_Exercise prompt_:
Select each line in the records below that contains the word "white" and copy those lines.
━━ Input material
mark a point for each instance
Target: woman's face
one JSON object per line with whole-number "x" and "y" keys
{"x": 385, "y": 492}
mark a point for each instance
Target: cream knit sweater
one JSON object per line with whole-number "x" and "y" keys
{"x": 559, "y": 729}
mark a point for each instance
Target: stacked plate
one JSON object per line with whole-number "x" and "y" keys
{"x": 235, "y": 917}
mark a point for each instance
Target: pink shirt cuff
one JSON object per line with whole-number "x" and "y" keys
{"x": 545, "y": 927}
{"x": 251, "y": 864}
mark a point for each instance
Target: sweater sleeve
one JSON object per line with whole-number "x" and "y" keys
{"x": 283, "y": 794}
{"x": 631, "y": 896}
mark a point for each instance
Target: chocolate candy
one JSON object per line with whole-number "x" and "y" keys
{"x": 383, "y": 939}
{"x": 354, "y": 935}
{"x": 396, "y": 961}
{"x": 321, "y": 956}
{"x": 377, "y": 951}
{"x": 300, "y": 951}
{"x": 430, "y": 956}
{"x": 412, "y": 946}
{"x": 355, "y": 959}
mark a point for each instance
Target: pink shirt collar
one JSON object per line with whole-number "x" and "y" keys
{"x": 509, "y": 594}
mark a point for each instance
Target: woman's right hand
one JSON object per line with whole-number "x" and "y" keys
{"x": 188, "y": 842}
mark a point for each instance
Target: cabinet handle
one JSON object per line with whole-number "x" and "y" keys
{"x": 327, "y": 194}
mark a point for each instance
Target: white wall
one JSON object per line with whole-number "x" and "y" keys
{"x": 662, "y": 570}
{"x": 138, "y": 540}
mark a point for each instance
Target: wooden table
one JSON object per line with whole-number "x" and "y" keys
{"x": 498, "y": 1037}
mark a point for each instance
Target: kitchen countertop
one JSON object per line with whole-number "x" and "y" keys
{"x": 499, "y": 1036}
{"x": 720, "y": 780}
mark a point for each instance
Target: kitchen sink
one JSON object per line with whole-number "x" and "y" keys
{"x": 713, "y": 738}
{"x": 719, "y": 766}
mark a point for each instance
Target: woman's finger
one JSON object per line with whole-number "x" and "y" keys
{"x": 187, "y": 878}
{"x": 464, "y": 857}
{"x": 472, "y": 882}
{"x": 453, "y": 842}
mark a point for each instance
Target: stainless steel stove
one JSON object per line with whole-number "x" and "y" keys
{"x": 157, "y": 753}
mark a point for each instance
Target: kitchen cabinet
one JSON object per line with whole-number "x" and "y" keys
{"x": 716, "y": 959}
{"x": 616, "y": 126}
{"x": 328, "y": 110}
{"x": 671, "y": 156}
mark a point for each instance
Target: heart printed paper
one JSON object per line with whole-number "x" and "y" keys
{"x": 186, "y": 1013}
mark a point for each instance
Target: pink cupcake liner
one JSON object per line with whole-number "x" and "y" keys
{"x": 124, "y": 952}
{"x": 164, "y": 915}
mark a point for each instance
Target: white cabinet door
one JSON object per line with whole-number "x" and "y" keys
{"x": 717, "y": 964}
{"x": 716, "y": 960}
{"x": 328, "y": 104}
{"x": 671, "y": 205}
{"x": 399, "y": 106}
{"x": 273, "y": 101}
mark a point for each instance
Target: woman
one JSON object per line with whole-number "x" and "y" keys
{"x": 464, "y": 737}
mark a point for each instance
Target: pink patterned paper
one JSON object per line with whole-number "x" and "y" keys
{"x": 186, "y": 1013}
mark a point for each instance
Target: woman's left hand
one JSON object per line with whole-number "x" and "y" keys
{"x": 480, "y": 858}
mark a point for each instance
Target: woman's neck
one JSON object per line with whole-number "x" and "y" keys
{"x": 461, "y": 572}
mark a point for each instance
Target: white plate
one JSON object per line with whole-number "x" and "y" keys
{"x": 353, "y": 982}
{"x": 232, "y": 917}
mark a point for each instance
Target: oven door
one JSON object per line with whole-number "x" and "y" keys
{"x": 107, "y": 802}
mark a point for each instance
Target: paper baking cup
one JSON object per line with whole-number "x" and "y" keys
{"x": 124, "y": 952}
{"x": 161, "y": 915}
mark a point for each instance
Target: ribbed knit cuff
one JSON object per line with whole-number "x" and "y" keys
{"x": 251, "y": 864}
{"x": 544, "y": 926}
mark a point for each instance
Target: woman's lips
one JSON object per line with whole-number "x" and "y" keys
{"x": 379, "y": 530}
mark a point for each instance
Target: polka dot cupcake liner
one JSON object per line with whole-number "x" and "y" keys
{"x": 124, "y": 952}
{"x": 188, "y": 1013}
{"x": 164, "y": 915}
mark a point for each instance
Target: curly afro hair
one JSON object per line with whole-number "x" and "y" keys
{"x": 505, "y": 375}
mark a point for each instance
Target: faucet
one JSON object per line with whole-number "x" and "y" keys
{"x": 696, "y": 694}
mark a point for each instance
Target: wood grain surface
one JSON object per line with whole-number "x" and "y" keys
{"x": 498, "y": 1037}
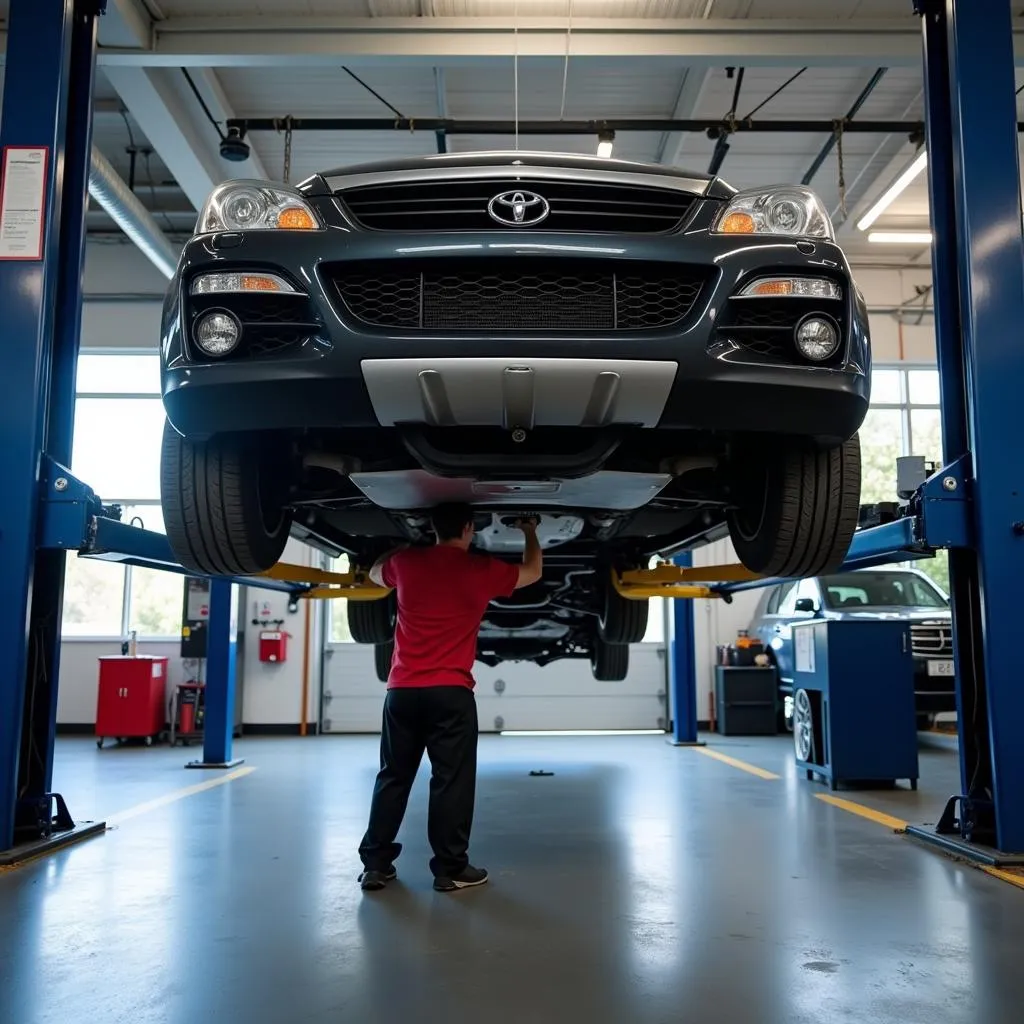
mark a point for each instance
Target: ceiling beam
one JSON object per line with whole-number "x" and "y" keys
{"x": 690, "y": 90}
{"x": 162, "y": 104}
{"x": 886, "y": 175}
{"x": 311, "y": 40}
{"x": 216, "y": 99}
{"x": 126, "y": 24}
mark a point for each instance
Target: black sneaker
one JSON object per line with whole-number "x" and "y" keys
{"x": 372, "y": 881}
{"x": 469, "y": 878}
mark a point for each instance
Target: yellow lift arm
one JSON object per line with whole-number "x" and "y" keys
{"x": 668, "y": 580}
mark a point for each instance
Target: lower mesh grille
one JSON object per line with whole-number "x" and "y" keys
{"x": 522, "y": 296}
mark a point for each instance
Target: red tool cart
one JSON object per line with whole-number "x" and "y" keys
{"x": 131, "y": 702}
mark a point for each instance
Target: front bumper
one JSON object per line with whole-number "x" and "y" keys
{"x": 318, "y": 382}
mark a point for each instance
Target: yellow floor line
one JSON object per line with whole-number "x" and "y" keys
{"x": 1015, "y": 876}
{"x": 175, "y": 796}
{"x": 897, "y": 824}
{"x": 735, "y": 763}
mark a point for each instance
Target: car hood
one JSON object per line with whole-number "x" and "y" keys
{"x": 568, "y": 161}
{"x": 901, "y": 614}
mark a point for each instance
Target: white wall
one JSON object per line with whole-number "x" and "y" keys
{"x": 120, "y": 269}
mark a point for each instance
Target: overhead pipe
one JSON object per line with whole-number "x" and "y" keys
{"x": 123, "y": 206}
{"x": 844, "y": 126}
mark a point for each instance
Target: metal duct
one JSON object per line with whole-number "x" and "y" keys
{"x": 113, "y": 194}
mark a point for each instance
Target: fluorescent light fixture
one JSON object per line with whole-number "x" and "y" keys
{"x": 583, "y": 732}
{"x": 896, "y": 189}
{"x": 900, "y": 238}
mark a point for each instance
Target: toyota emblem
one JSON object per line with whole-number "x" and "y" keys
{"x": 518, "y": 209}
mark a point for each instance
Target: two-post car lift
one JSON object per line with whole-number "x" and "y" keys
{"x": 974, "y": 506}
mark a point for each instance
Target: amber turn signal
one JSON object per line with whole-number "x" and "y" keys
{"x": 294, "y": 218}
{"x": 738, "y": 223}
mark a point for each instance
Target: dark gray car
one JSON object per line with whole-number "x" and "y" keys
{"x": 640, "y": 356}
{"x": 903, "y": 594}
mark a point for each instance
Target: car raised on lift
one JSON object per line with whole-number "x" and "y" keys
{"x": 644, "y": 357}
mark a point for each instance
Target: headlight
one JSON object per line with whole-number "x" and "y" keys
{"x": 783, "y": 210}
{"x": 251, "y": 206}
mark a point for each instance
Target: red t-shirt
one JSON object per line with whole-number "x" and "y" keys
{"x": 442, "y": 595}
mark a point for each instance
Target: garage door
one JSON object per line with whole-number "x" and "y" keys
{"x": 562, "y": 695}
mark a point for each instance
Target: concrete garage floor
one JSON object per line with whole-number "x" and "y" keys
{"x": 638, "y": 884}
━━━━
_Correct answer_:
Target: white wall
Target: white cabinet door
Target: white plate
Target: white wall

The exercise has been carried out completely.